## EXERCISE DESCRIPTION
Copy every line below precisely as it appears.

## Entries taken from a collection
══════════

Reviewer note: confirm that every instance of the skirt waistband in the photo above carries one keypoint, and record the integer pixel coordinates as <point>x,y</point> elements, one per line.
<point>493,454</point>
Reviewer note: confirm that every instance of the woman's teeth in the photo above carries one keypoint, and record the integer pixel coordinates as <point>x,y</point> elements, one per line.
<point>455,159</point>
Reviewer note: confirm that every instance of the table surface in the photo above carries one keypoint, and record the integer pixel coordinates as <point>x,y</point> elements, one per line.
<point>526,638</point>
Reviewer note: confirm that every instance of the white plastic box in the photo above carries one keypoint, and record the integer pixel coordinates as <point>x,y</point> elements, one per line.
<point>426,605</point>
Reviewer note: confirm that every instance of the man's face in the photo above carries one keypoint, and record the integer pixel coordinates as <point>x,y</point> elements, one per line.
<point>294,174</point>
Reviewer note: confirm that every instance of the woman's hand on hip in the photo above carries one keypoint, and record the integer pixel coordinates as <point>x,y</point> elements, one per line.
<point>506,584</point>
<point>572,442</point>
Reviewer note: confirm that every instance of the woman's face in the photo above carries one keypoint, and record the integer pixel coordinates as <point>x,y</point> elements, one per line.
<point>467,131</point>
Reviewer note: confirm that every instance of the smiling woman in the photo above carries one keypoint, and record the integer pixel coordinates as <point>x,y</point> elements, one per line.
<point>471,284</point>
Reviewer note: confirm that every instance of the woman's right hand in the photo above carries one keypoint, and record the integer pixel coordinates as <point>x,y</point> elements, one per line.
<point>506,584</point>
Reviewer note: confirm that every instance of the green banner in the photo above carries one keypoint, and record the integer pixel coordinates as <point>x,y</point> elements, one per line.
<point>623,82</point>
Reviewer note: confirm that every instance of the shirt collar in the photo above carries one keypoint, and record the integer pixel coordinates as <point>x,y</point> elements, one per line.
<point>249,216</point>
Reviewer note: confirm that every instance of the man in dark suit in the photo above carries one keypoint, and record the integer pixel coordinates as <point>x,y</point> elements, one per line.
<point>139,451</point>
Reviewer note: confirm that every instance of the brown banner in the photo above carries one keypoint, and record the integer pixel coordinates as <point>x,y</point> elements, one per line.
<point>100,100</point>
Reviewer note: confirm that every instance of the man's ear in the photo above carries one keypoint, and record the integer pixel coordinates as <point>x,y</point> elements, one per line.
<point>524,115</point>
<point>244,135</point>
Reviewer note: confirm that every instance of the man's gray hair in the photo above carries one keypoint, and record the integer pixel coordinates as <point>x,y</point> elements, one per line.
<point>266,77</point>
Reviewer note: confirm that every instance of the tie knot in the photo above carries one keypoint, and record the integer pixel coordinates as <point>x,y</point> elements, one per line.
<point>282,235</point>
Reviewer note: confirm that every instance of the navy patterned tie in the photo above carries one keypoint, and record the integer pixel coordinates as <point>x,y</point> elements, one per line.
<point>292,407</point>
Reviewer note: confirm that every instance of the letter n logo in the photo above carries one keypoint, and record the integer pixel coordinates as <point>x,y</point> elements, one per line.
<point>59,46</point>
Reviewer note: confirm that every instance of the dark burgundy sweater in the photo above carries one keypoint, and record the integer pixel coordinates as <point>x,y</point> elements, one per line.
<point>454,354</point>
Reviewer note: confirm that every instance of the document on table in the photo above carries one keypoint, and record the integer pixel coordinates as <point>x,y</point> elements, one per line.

══════════

## COMPLETED TASK
Reviewer note: confirm that every instance of the skirt waistband in the photo above carries one keypoint, and record the integer pixel coordinates as <point>x,y</point> elements, one per line.
<point>493,454</point>
Reviewer note: confirm that every instance of the woman's teeth in the photo above carries one keypoint, and record the integer pixel coordinates as <point>x,y</point> elements, one per line.
<point>455,159</point>
Reviewer note: confirm that every instance of the table surface in the photo above carries one keypoint, and record the integer pixel coordinates as <point>x,y</point> elements, one per line.
<point>526,638</point>
Reviewer note: confirm that every instance of the white plastic box in the photo above carries one keypoint, and record the integer pixel coordinates as <point>x,y</point> elements, one per line.
<point>426,605</point>
Reviewer note: confirm that every instance of the man's face in the photo above carries one keypoint, and record the integer pixel coordinates as <point>x,y</point> elements, one per line.
<point>294,174</point>
Reviewer note: confirm that every instance of the woman's hand on hip in the photo above carries one keypoint, and record the integer pixel coordinates as <point>x,y</point> elements, one per line.
<point>506,584</point>
<point>572,442</point>
Reviewer note: confirm that every instance of the woman's face in the photo above carries one keypoint, and record the integer pixel coordinates as <point>x,y</point> elements, one per line.
<point>467,131</point>
Reviewer note: confirm that every instance of the smiling woman in the photo above carries one keypoint, and record the integer pixel coordinates as <point>x,y</point> elements, one per line.
<point>471,284</point>
Reviewer note: confirm that every instance of the woman's right hand in the photo above carries one keypoint, and record the integer pixel coordinates as <point>x,y</point> elements, one per line.
<point>506,584</point>
Reviewer note: confirm that every instance of the green banner in the photo above carries one keypoint, and record the integer pixel coordinates as <point>x,y</point> elements, one per line.
<point>623,82</point>
Reviewer note: confirm that every instance of the shirt collar in the photo above carries one keypoint, and record the integer pixel coordinates as <point>x,y</point> elements, one per line.
<point>249,216</point>
Reviewer note: confirm that every instance of the man in dark suit in the photo above carries one keypoint, and record the integer pixel coordinates as <point>x,y</point> elements, one per line.
<point>139,451</point>
Reviewer note: confirm that every instance of the brown banner in the photo above carries one keypoint, and record the integer pixel coordinates as <point>x,y</point> elements, one per line.
<point>100,100</point>
Reviewer note: confirm that every instance of the man's ear in the photo above carries one keypoint, and record the integer pixel coordinates as <point>x,y</point> elements, one per line.
<point>524,115</point>
<point>244,135</point>
Reviewer note: confirm that every instance of the man's gray hair in the photo above carries one keypoint, and record the integer pixel coordinates as <point>x,y</point> elements, one per line.
<point>266,77</point>
Reviewer note: confirm that every instance of the tie knot in the photo above carries one keypoint, and record the integer pixel coordinates as <point>x,y</point> elements, one per line.
<point>282,235</point>
Reviewer note: confirm that every instance of the navy patterned tie in the photo above carries one keypoint, and record the integer pixel coordinates as <point>x,y</point> elements, one per line.
<point>292,407</point>
Reviewer note: confirm that every instance of the letter n logo in the photo above carries one keypoint, and record the integer pixel coordinates as <point>x,y</point> elements, one per line.
<point>59,46</point>
Reviewer note: confirm that every instance of the dark burgundy sweater in the photo above carries one keypoint, and record the integer pixel coordinates as <point>x,y</point> elements, one per line.
<point>454,354</point>
Reviewer note: confirm that every instance of the document on table in the photo above carries one keypoint, and record the integer pixel coordinates as <point>x,y</point> elements, one per line.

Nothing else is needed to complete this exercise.